## Directions for this task
In the text on the importance of software, what share of a system's cost did software already make up at the time of Boehm's study?

## Extract to read
⁂

The Importance of Software

In May 1973 Datamation published a Rand report filed six months earlier by Barry Boehm and based on studies undertaken by the Air Force Systems Command, which was concerned about the growing mismatch between its needs and its resources in the design and development of computer-based systems. Titled "Software and its Impact: A Quantitative Assessment", the article attached numbers to the generally shared sense of malaise in the industry: software was getting more and more costly. Drawing on various empirical studies of programming and programmers undertaken in the late 1960s, Boehm tried to indicate where to look for relief by disaggregating the costs into the major stages of software projects. Perhaps the most striking visualization of the problem was a graph with a flattened logistic curve illustrating the inversion of the relative costs of hardware and software over the thirty-year period 1955-85. Whereas software had constituted less than 20% of the cost of a system in 1955, current trends suggested that it would make up over 90% by 1985. At the time of Boehm's study, software's share already stood at 75%.

Boehm's article belongs to the larger issue of the "software crisis" and the origins of software engineering, to which I shall return presently, but for the moment it also serves to make a historiographical point. Software development has remained a labor-intensive activity, an art rather than a science. Indeed, that is what computer people have found so troublesome and some have tried to remedy. Boehm's figures show that by 1970 some three-quarters of the productive energies of the computer industry were going into software. By then at the latest, the history of computing had become the history of software.

At present the literature of the history of computing does not reflect that fact. Except perhaps for the major programming languages, the story of software has been largely neglected. The history of areas such as operating systems, databases, graphics, real-time and interactive computing still lies in past survey articles, prefaces of textbooks, and retrospectives by the people involved. When one turns from systems software to applications programming, the gap widens. Applications, after all, are what make the computer worth having; without them a computer is of no more utility or value than a television set without broadcasting. James Cortada has provided a start toward a history of applications through his quite useful bibliographic guide, but there are only a few studies of only the largest and most famous programs, e.g. SAGE, SABRE, ERMA, etc. We have practically no historical accounts of how, starting in the early 1950s, government, business, and industry put their operations on the computer. Aside from a few studies with a primarily sociological focus in the 1970s, programming as a new technical activity and programmers as a new labor force have received no historical attention. Except for very recent studies of the origins and development of the Internet, we have no substantial histories of the word processor, the spreadsheet, communications, or the other software on which the personal computer industry and some of the nation's largest personal fortunes rest.

⁂

## Information provided
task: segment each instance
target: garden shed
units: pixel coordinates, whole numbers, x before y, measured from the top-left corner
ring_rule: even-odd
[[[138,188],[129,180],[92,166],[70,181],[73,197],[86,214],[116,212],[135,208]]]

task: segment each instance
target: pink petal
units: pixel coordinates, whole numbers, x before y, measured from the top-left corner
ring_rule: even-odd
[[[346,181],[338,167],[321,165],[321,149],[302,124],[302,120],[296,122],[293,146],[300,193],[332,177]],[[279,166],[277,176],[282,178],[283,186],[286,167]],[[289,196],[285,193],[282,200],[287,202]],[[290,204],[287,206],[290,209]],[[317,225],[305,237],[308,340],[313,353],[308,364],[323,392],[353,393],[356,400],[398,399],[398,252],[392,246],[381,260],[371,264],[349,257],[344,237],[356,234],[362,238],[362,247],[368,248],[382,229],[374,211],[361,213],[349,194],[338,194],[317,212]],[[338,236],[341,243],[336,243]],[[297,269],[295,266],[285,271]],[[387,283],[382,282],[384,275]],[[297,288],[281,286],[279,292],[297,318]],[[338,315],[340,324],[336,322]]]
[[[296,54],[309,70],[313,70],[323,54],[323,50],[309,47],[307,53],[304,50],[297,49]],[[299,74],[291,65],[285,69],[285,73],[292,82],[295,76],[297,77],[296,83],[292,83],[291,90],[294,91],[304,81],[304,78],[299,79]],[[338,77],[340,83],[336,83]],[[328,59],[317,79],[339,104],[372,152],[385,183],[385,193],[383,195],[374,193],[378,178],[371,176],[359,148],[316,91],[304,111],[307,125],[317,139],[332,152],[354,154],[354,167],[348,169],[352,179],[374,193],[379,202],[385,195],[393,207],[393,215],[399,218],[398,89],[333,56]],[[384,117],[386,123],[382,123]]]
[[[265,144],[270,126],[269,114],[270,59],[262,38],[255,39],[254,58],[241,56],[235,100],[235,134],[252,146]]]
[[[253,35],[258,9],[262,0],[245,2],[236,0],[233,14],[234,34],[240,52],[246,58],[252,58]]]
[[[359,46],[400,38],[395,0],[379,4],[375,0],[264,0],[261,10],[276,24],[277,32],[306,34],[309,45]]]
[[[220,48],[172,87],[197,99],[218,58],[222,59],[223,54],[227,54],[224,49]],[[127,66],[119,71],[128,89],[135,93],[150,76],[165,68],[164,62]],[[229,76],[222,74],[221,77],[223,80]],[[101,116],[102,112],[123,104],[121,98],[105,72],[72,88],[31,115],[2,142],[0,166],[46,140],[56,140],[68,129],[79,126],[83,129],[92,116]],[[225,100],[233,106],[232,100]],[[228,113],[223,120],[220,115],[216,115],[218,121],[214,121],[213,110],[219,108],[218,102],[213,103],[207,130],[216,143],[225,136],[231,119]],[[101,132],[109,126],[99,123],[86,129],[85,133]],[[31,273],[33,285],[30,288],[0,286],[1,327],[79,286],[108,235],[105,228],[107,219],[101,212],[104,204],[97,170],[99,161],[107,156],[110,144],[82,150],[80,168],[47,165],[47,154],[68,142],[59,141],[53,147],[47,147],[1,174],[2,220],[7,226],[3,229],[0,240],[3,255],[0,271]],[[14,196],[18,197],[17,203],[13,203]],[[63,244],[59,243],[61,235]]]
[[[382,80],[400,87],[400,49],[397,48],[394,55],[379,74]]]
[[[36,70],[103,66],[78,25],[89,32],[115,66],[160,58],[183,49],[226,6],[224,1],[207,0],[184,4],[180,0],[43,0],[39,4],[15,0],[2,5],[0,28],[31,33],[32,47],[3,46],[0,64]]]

⁂

## Solution to this exercise
75%